_Brief a:_
In the Krakatoa book review, what name was given to the island that appeared by 1930?

_Text shown:_
------------------------------------------------------------

Tuesday, August 25, 2009

A blast that shook the world.

On August 26th, 1883, a small island in the Sunda Strait between Java and Sumatra blew up. The explosion was heard up to 5,000 kilometers away and the dust from the eruption affected sunsets in far away New England. Not long ago I read and reviewed a fantastic book about this event. Here is the review.

The Day the World Exploded: The Earthshaking Catastrophe at Krakatoa

Simon Winchester

Adaptation by Dwight Jon Zimmerman


Ages 12 and up

HarperCollins, 2007, 978-0-06-123982-3

When the volcano on the island of Krakatoa blew itself apart on August 26th, 1883, it had a global effect. Not only was the world’s climate affected for months to come, and not only did thousands of people die, but for the first time in human history a catastrophic event was no longer a local happening. Thanks to the telegraph machine, within hours of the eruptions people in the Netherlands knew what had occurred. Scientists and others were able to make the connection between the events in the Sunda Strait and the strange sunsets that were being seen all over the world. People who owned barographs - instruments that measure atmospheric pressure – were able to figure out that a shock wave from the eruption and gone around the world no less than seven times. The explosion on the tiny little non-descript island had brought the people of the world together and the world quite suddenly seemed to become a much smaller place.

Scientists have now figured out that Krakatoa had a long history of violent eruptions. The explosion which took place in 1888 was not an isolated event and the people in the area had plenty of warnings that something big was going to happen. Indeed weeks before the big eruption tourists from the town of Batavia (Jakarta) went to take a look at the smoking mountain, and some foolhardy souls even climbed the main cone to look into the crater.

After the 1888 eruption was over, all was quiet in that area for a while. And then, in 1927, volcanic activity began anew. By 1930 a small island that was half a mile long and twenty feet high could be seen. This island was named Anak Krakatau (son of Krakatau) and by 2000 it had grown to the height of 1,500 feet above sea level. The island is still growing and it is active on a regular basis.

------------------------------------------------------------

_Source material:_
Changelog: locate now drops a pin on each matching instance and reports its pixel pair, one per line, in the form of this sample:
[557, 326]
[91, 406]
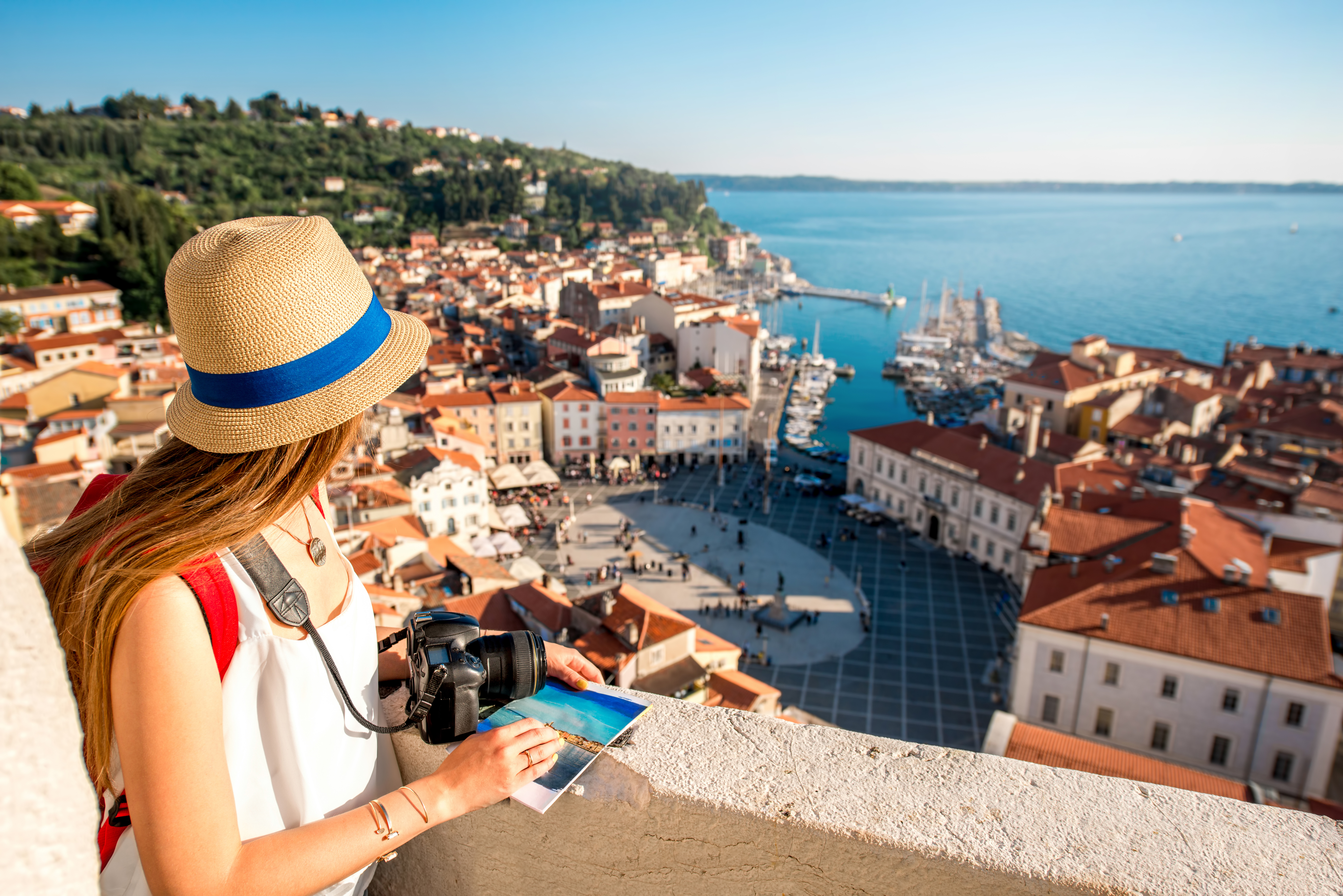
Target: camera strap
[289, 602]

------------------------------------------------------------

_Brief b:_
Convert the lines of the entries above into a Markdown table with the columns n and Line, numbering the rows and skipping blank lines. Leave the pictures out.

_Correct output a:_
Anak Krakatau (son of Krakatau)

_Correct output b:_
| n | Line |
|---|---|
| 1 | Changelog: locate now drops a pin on each matching instance and reports its pixel pair, one per line, in the form of this sample: |
| 2 | [557, 326] |
| 3 | [91, 406] |
| 4 | Target: camera strap |
| 5 | [289, 602] |